• **DATA SECTION**:
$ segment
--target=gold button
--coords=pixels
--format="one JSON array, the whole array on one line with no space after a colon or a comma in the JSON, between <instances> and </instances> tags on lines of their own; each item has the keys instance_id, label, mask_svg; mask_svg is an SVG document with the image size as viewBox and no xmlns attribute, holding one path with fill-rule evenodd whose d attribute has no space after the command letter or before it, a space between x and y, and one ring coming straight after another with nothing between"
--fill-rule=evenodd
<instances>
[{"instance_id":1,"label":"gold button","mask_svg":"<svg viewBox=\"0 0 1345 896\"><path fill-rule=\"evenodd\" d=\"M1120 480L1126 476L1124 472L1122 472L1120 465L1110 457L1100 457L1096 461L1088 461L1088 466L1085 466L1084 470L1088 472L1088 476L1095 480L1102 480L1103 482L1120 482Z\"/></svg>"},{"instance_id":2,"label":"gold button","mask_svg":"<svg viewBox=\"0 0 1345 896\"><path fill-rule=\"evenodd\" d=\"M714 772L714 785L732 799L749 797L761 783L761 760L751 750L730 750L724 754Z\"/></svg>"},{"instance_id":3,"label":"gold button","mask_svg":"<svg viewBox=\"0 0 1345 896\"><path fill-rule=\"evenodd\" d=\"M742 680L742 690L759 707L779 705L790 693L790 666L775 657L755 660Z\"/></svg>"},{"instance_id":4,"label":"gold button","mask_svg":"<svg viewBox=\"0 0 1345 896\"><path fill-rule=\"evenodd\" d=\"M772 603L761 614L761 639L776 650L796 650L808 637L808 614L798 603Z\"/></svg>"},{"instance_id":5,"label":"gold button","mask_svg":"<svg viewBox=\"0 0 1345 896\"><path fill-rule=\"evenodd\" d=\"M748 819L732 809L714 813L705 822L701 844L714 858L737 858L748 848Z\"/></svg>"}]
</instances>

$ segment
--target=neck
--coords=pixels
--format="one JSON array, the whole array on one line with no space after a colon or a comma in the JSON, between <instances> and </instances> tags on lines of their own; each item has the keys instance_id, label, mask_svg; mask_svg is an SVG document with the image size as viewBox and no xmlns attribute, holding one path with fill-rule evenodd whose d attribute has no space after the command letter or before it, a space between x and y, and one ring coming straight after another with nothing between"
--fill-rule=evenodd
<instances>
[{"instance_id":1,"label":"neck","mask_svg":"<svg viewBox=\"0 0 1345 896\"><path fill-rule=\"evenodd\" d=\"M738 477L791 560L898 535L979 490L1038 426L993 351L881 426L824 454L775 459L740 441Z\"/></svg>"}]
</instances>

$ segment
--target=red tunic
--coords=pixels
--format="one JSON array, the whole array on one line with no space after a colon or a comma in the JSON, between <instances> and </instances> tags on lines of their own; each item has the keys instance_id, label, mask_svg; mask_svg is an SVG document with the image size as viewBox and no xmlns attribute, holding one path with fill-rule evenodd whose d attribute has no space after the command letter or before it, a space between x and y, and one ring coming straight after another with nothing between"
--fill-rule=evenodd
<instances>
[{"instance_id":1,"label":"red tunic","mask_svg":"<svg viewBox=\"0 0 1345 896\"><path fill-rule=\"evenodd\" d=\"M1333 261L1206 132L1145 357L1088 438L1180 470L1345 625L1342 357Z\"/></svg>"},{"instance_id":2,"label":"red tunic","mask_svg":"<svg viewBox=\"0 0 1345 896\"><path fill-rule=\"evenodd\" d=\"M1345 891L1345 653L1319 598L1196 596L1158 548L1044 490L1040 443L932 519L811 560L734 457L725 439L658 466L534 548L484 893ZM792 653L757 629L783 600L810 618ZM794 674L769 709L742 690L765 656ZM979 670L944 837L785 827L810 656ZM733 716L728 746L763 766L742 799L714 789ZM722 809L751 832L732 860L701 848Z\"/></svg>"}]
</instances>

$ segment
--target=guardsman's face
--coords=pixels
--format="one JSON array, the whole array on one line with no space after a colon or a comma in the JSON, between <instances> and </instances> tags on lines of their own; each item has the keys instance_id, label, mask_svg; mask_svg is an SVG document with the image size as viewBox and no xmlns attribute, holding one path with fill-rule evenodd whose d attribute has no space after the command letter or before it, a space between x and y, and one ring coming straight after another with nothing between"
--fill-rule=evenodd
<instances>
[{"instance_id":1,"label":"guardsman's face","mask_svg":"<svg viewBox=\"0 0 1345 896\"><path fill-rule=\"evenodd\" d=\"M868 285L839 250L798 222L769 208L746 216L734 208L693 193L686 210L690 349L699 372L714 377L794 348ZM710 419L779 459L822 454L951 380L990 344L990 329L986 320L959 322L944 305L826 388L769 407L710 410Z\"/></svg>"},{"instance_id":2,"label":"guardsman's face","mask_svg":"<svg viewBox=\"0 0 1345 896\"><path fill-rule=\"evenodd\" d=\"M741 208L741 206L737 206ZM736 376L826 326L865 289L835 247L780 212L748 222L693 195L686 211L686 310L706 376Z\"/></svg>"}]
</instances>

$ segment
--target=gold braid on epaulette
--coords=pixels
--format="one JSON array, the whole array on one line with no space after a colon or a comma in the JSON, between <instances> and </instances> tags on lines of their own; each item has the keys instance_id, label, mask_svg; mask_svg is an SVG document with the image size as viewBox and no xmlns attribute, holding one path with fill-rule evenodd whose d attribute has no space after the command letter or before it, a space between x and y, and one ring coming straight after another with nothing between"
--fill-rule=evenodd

• **GIVEN TASK**: Reproduce the material above, every line of it, exactly.

• **FINAL RESULT**:
$ segment
--target=gold button
--coords=pixels
--format="one JSON array, the whole array on one line with no space after a colon or a comma in the JSON, between <instances> and </instances> tags on lines of their own; each item has the keys instance_id, label, mask_svg; mask_svg is an SVG document with the image size as viewBox and no xmlns attribute, holding one path with fill-rule evenodd whose d attribute has no space after the command letter or before it, a space between x and y, and one ring coming straight after another with nothing between"
--fill-rule=evenodd
<instances>
[{"instance_id":1,"label":"gold button","mask_svg":"<svg viewBox=\"0 0 1345 896\"><path fill-rule=\"evenodd\" d=\"M1120 480L1126 476L1124 472L1122 472L1120 465L1110 457L1100 457L1096 461L1088 461L1088 466L1085 466L1084 470L1088 472L1088 476L1095 480L1102 480L1103 482L1120 482Z\"/></svg>"},{"instance_id":2,"label":"gold button","mask_svg":"<svg viewBox=\"0 0 1345 896\"><path fill-rule=\"evenodd\" d=\"M714 772L714 785L732 799L749 797L761 783L761 760L751 750L730 750L724 754Z\"/></svg>"},{"instance_id":3,"label":"gold button","mask_svg":"<svg viewBox=\"0 0 1345 896\"><path fill-rule=\"evenodd\" d=\"M742 680L742 690L759 707L779 705L790 693L790 666L775 657L755 660Z\"/></svg>"},{"instance_id":4,"label":"gold button","mask_svg":"<svg viewBox=\"0 0 1345 896\"><path fill-rule=\"evenodd\" d=\"M772 603L761 614L761 639L776 650L796 650L808 637L808 614L798 603Z\"/></svg>"},{"instance_id":5,"label":"gold button","mask_svg":"<svg viewBox=\"0 0 1345 896\"><path fill-rule=\"evenodd\" d=\"M748 819L732 809L714 813L705 822L701 844L714 858L737 858L748 848Z\"/></svg>"}]
</instances>

$ segment
--target=neck
--coords=pixels
--format="one JSON array, the whole array on one line with no space after a colon or a comma in the JSON, between <instances> and </instances> tags on lines of their own; each item has the keys instance_id, label, mask_svg; mask_svg is an SVG document with the image size as viewBox and no xmlns attribute, holding one path with fill-rule evenodd whose d attribute has no space after the command letter or before it, a space between x and y, and one ring coming straight after another with nothing between"
--fill-rule=evenodd
<instances>
[{"instance_id":1,"label":"neck","mask_svg":"<svg viewBox=\"0 0 1345 896\"><path fill-rule=\"evenodd\" d=\"M738 477L791 560L898 535L979 490L1038 426L993 351L881 426L824 454L775 459L740 441Z\"/></svg>"}]
</instances>

$ segment
--target=red tunic
--coords=pixels
--format="one JSON array, the whole array on one line with no space after a colon or a comma in the JSON, between <instances> and </instances> tags on lines of their own; each item has the keys instance_id, label, mask_svg; mask_svg is an SVG document with the image size as viewBox and no xmlns attribute, holding one path with fill-rule evenodd whose d attribute has no space after the command letter or before it, a space between x and y, and one ring coming straight after another with nothing between"
--fill-rule=evenodd
<instances>
[{"instance_id":1,"label":"red tunic","mask_svg":"<svg viewBox=\"0 0 1345 896\"><path fill-rule=\"evenodd\" d=\"M1333 261L1206 132L1145 357L1088 438L1180 470L1345 625L1342 357Z\"/></svg>"},{"instance_id":2,"label":"red tunic","mask_svg":"<svg viewBox=\"0 0 1345 896\"><path fill-rule=\"evenodd\" d=\"M1345 891L1345 653L1319 598L1196 596L1158 548L1044 490L1040 443L932 519L811 560L734 457L725 439L658 466L534 548L484 893ZM792 653L757 629L783 600L810 618ZM794 674L769 709L742 690L765 656ZM979 670L944 837L785 827L810 656ZM733 716L728 746L763 766L742 799L714 789ZM722 809L751 832L732 860L701 848Z\"/></svg>"}]
</instances>

$ segment
--target=guardsman's face
--coords=pixels
--format="one JSON array, the whole array on one line with no space after a colon or a comma in the JSON, between <instances> and </instances> tags on lines of their own; each item has the keys instance_id, label, mask_svg; mask_svg is an SVG document with the image size as viewBox and no xmlns attribute, holding one path with fill-rule evenodd whose d attribute has no space after the command letter or before it, a space between x and y, and one ring coming straight after another with nothing between"
--fill-rule=evenodd
<instances>
[{"instance_id":1,"label":"guardsman's face","mask_svg":"<svg viewBox=\"0 0 1345 896\"><path fill-rule=\"evenodd\" d=\"M868 285L839 250L798 222L769 208L746 216L734 208L693 193L686 210L690 349L699 372L714 377L794 348ZM710 419L779 459L822 454L951 380L990 344L990 329L986 320L959 322L944 305L826 388L769 407L710 410Z\"/></svg>"},{"instance_id":2,"label":"guardsman's face","mask_svg":"<svg viewBox=\"0 0 1345 896\"><path fill-rule=\"evenodd\" d=\"M741 208L741 206L737 206ZM736 376L826 326L865 289L835 247L780 212L748 222L693 195L686 211L686 310L706 376Z\"/></svg>"}]
</instances>

$ segment
--target=gold braid on epaulette
--coords=pixels
--format="one JSON array, the whole array on one line with no space after a colon or a comma in the JSON, between <instances> and </instances> tags on lines of their own; each item has the keys instance_id, label, mask_svg; mask_svg is an SVG document with the image size as viewBox and no xmlns attribute, holding one path with fill-rule evenodd whose d attribute has no space after the command letter or before it, a space between x and y, and one ring coming straight after another with nothing between"
--fill-rule=evenodd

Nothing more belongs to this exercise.